#### TEXT TO READ:

-- start --

Let’s start with some assumptions. Once an opportunity is accepted by sales (known as a sales-accepted opportunity, or SAL), it eventually will end up in one of three terminal states:
- Won
- Lost
- Other (derailed, no decision)
Some people don’t like “other” and insist that opportunities should be exclusively either won or lost and that other is an unnecessary form of lost which should be tracked with a lost reason code as opposed to its own state. I prefer to keep other, and call it derailed, because a competitive loss is conceptually different from a project cancellation, major delay, loss of sponsor, or a company acquisition that halts the project. Whether you want to call it other, no decision, or derailed, I think having a third terminal state is warranted from first principles. However, it can make things complicated.
For example, you’ll need to calculate win rates two ways:
- Win rate, narrow = wins / (wins + losses)
- Win rate, broad = wins / (wins + losses + derails)
Your narrow win rate tells you how good you are at beating the competition. Your broad rates tells you how good you are at closing deals (that come to a terminal state).
Narrow win rate alone can be misleading. If I told you a company had a 66% win rate, you might be tempted to say “time to add more salespeople and scale this thing up.” If I told you they got the 66% win rate by derailing 94 out of every 100 opportunities it generated, won 4, and lost the other 2, then you’d say “not so fast.” This, of course, would show up in the broad win rate of 4%.
This brings up the important question of timing. Both these win rate calculations ignore deals that push out of a quarter. So another degenerate case is a situation where you win 4, lose 2, derail 4, and push 90 opportunities. In this case, narrow win rate = 66% and broad win rate = 40%. Neither is shining a light on the problem (which, if it happens continuously, I call a rolling hairball problem.)
The issue here is thus far we’ve been performing what I call a milestone analysis. In effect, we put observers by the side of the road at various milestones (created, won, lost, derailed) and ask them to count the number opportunities that pass by each quarter. The issue, especially with companies that have long sales cycles, is that you have no idea of progression. You don’t know if the opportunities that passed “win” this quarter came from the opportunities that passed “created” this quarter, or if they came from last quarter, the quarter before that, or even earlier.

-- end --

#### WRITTEN TASK 1:
Case-sensitive, how many lines in the rows below contain the string "patio"? Reply with only the number.

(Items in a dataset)
-- start --

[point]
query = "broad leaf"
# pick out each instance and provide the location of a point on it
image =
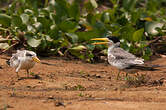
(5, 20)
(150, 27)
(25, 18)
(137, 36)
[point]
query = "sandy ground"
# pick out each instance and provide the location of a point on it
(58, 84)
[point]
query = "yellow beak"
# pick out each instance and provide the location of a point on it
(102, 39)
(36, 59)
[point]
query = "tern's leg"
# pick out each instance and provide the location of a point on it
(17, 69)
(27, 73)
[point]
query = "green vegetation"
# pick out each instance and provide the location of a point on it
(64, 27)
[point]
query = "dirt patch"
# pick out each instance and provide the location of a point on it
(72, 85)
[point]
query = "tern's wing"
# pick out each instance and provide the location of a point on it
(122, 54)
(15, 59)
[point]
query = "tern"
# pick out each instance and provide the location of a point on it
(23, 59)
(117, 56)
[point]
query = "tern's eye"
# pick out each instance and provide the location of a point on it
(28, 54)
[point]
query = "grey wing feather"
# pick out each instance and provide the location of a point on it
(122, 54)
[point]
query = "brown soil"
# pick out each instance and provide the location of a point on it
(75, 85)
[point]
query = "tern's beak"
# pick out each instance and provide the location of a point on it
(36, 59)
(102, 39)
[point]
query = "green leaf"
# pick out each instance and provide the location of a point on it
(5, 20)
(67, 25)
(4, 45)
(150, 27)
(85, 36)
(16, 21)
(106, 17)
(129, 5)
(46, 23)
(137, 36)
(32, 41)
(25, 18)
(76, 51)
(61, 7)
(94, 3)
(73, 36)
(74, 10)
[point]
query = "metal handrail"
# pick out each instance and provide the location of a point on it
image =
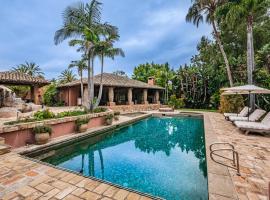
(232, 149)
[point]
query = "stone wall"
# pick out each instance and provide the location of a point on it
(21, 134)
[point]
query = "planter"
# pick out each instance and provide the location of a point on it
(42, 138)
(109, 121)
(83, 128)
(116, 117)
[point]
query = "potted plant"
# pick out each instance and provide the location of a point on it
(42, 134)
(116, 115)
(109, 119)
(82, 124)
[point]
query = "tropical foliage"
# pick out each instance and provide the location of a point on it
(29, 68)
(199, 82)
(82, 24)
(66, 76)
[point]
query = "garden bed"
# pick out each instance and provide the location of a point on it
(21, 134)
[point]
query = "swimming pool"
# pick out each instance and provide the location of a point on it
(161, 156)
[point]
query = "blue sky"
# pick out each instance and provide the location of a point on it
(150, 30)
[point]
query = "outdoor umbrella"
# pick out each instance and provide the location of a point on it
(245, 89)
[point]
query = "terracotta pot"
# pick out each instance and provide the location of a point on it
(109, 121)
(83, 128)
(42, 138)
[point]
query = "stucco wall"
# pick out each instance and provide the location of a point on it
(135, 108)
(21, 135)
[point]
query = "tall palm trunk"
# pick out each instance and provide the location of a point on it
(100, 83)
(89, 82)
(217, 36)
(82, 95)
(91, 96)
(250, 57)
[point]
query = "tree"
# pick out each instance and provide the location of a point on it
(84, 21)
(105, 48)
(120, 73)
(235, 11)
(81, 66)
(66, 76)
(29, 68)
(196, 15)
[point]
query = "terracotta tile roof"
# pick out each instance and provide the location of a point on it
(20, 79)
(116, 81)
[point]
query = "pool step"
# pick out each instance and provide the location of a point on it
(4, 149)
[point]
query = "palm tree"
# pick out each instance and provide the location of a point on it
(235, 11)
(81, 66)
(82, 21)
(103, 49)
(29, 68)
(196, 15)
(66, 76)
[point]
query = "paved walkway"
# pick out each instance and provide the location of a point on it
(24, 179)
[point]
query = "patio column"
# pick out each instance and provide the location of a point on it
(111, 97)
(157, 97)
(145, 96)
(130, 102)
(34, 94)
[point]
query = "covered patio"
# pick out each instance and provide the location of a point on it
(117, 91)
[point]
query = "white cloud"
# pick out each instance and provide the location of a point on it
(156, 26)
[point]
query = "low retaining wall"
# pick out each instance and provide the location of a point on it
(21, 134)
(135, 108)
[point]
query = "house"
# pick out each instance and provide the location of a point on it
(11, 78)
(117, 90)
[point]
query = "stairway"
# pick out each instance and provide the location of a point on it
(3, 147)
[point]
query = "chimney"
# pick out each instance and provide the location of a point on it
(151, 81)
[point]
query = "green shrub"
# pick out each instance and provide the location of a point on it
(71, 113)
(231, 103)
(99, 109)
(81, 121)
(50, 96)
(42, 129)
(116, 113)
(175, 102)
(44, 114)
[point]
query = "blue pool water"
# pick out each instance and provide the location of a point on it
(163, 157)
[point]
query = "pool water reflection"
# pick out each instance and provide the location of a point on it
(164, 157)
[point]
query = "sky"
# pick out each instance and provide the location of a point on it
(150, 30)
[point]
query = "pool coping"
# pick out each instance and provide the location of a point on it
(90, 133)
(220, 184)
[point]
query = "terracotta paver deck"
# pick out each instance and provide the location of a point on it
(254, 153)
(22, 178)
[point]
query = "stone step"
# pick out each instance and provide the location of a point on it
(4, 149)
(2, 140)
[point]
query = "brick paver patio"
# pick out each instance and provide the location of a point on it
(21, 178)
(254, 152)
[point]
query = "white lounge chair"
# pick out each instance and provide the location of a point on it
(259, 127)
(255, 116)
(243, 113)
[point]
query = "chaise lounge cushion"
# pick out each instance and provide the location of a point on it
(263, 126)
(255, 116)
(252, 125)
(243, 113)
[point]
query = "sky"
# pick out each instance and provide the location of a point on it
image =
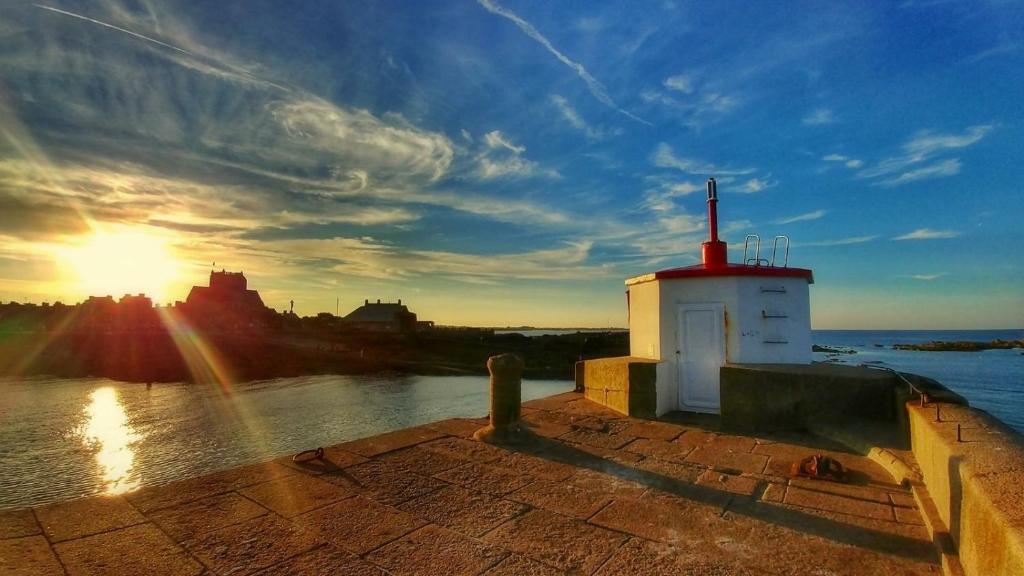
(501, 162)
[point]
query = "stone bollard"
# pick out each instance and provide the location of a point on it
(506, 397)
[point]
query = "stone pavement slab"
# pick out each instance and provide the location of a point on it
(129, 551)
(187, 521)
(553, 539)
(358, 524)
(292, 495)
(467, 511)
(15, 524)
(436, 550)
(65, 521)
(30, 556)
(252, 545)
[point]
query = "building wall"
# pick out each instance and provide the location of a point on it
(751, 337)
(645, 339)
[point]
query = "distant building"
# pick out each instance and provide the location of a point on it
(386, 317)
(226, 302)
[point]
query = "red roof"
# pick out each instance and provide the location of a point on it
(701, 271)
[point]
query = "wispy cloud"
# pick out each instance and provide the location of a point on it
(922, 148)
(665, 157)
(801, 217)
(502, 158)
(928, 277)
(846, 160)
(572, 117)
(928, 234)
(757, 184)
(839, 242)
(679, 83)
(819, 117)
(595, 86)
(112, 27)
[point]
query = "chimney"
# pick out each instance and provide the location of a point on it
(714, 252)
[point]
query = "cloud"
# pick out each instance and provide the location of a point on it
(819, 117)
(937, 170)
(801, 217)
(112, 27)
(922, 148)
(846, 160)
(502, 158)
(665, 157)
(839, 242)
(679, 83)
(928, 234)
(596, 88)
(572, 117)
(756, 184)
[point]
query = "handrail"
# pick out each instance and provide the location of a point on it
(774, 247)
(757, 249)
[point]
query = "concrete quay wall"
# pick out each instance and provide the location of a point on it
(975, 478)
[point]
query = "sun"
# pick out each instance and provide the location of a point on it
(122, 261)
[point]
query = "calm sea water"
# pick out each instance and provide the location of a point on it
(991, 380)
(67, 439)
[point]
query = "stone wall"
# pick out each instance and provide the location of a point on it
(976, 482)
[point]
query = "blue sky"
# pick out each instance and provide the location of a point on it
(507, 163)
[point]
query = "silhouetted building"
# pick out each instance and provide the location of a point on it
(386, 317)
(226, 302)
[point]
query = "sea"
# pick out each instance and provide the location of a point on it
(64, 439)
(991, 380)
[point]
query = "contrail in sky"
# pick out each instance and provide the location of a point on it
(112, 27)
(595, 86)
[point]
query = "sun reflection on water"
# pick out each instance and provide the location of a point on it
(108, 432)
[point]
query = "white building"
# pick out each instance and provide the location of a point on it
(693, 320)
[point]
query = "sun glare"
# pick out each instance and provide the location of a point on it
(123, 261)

-- end --

#### WRITTEN TASK 2:
In the sales win-rate text, why does the writer keep "other" as its own terminal state instead of treating it as a kind of lost? Answer in one to three sentences.

#### CORRECT OUTPUT 1:
3

#### CORRECT OUTPUT 2:
The writer keeps it, under the name derailed, because a competitive loss is conceptually different from a project cancellation, a major delay, the loss of a sponsor, or a company acquisition that halts the project. For that reason, a third terminal state is considered warranted from first principles.